▶ **Task**
Could you print every record below exactly as written?

▶ **Records to use**
##############################

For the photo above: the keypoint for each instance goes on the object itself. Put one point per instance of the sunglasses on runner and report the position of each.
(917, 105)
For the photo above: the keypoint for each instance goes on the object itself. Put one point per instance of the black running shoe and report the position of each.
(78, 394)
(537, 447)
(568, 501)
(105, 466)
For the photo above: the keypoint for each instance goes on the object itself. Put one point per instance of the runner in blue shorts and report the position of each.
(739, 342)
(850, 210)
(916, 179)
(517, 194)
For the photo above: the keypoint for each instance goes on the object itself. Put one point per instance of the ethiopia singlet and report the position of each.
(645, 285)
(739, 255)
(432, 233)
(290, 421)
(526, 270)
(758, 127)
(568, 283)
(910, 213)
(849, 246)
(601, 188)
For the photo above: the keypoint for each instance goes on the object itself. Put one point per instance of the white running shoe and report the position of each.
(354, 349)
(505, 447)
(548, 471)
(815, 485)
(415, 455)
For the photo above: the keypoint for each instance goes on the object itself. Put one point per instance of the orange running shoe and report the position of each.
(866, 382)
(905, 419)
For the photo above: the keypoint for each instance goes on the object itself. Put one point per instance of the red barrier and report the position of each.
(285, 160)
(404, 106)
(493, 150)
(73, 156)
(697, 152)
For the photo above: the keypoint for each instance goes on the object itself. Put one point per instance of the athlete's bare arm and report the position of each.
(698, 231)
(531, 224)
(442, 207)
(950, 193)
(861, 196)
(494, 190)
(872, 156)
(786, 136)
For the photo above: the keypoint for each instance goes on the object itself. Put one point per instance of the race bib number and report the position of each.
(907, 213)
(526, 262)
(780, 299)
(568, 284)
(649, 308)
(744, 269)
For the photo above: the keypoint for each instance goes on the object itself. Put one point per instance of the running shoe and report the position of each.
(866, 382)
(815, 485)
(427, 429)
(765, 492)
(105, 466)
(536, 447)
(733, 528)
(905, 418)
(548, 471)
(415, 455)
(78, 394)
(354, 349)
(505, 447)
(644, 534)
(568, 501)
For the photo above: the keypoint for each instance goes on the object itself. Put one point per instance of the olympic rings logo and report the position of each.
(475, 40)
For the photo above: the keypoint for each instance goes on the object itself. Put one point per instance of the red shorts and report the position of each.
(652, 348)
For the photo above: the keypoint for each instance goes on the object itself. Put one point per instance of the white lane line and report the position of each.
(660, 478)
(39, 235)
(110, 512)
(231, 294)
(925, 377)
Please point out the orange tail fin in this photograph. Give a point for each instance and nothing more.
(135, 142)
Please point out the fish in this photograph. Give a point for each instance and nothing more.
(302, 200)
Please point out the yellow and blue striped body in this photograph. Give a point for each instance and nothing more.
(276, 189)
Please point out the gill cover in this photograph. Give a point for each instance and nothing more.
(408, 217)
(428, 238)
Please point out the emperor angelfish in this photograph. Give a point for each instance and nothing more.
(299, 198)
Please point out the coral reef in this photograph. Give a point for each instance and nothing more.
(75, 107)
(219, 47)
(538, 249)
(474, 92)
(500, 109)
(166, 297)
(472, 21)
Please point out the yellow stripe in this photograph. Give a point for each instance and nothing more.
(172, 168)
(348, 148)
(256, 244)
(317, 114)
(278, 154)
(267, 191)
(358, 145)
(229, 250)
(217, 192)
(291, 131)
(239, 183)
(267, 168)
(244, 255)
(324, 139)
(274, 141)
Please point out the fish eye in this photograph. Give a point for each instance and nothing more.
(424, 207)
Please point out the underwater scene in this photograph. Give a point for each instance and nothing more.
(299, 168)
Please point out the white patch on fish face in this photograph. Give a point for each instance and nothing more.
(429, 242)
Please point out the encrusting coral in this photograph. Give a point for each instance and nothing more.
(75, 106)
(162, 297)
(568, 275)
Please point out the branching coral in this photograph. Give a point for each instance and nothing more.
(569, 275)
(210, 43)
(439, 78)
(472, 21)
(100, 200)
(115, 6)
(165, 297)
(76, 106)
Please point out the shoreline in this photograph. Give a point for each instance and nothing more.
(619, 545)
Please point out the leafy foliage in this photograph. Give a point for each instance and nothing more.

##############################

▶ **Response to the task**
For the photo above: the keypoint for each instance goes on the object itself. Put one point per instance of the sunglasses on runner and report the position of each.
(917, 105)
For the photo above: the keypoint for each instance goes on the object itself. Put one point per instance of the black running shoe and report the position of each.
(78, 394)
(537, 447)
(568, 501)
(105, 466)
For the photo above: the keypoint for each instance goes on the object itself. Put one point per instance of the runner in blue shorts and report the position of each.
(739, 342)
(850, 210)
(916, 179)
(517, 194)
For the photo above: the keypoint for each instance goes on the object itself. Put one point per instance of the ethiopia singlet and report the position of each.
(645, 285)
(739, 255)
(432, 233)
(290, 421)
(526, 270)
(758, 127)
(568, 283)
(910, 213)
(849, 246)
(601, 188)
For the photo above: the keypoint for each instance goes on the object itself. Put one point per instance of the white running shoe and report the position of each.
(354, 349)
(505, 447)
(548, 471)
(815, 485)
(415, 455)
For the photo above: the keypoint for each instance goes on the object itself. Put one point per instance of the orange running shoe and report the position of each.
(866, 382)
(905, 419)
For the photo above: the keypoint for each instance goes on the object itself. Put one point per instance of the red barrier and report the position of each.
(285, 160)
(404, 106)
(493, 150)
(73, 156)
(697, 152)
For the photo above: the keypoint for each instance goes on the object itself. Put one point per instance of the athlete's bare arm and report the position of each.
(698, 231)
(531, 224)
(442, 207)
(950, 193)
(861, 196)
(494, 190)
(872, 156)
(786, 136)
For the photo above: the keypoint for each instance goes on the object itself. Put one point per instance of the race bib number and report the position of each.
(907, 213)
(526, 262)
(780, 299)
(568, 284)
(649, 308)
(744, 269)
For the photo above: the keypoint for each instance goes on the object itself. Put one point per instance of the running shoe and report the position of each.
(866, 382)
(815, 485)
(427, 429)
(765, 492)
(105, 466)
(536, 447)
(733, 528)
(905, 418)
(548, 471)
(415, 455)
(78, 394)
(354, 349)
(505, 447)
(644, 534)
(568, 501)
For the photo above: the keypoint for each instance goes on the object itself. Put one point per instance of the olympic rings logo and report the position of each.
(475, 40)
For the photo above: the keypoint for each instance goes on the object itself. Put one point per instance of the red shorts and report the position of each.
(652, 348)
For the photo above: the keypoint for each instance goes on the object itself. Put one point per instance of the white lane line and report the position of each.
(660, 478)
(39, 235)
(110, 512)
(231, 294)
(925, 377)
Please point out the orange tail fin in this photograph. Give a point for each instance and nothing more.
(135, 142)
Please point out the fish in this photograph. Give a point for each instance and nothing more.
(302, 200)
Please point out the yellow and blue striped body in this photograph. Give a point for each instance and nothing more.
(276, 189)
Please point out the gill cover in this photograph. Give a point for each instance and nothing more.
(408, 217)
(428, 238)
Please point out the emperor angelfish in this photograph. Give a point for each instance and nothing more.
(299, 198)
Please point out the coral reef in this photograph. Give a point for each instance and nothing more.
(75, 107)
(219, 47)
(538, 249)
(474, 92)
(500, 109)
(166, 297)
(472, 21)
Please point out the yellow stripe in this photograph. Give a point for each instance and nothing more.
(172, 168)
(348, 148)
(256, 244)
(317, 114)
(278, 154)
(267, 191)
(358, 145)
(229, 250)
(217, 192)
(291, 131)
(239, 183)
(267, 168)
(244, 255)
(324, 139)
(274, 141)
Please point out the fish eye in this photograph. Give a point for each instance and nothing more.
(424, 207)
Please point out the underwater scene in this photograph. Give a point for each instance and nothing more.
(299, 168)
Please point out the white patch on fish face in this photograph. Give a point for each instance and nothing more.
(429, 242)
Please point out the encrusting coral in this photograph. Give a point for each instance and nothing more.
(75, 106)
(162, 297)
(568, 275)
Please point out the branching coral in this photograph. Give a point for each instance and nothing more.
(569, 275)
(210, 43)
(439, 78)
(472, 21)
(100, 200)
(115, 6)
(165, 297)
(76, 106)
Please point out the shoreline in this photograph. Give a point for each instance and nothing more.
(619, 545)
Please point out the leafy foliage in this photograph. Give a point for each instance and nothing more.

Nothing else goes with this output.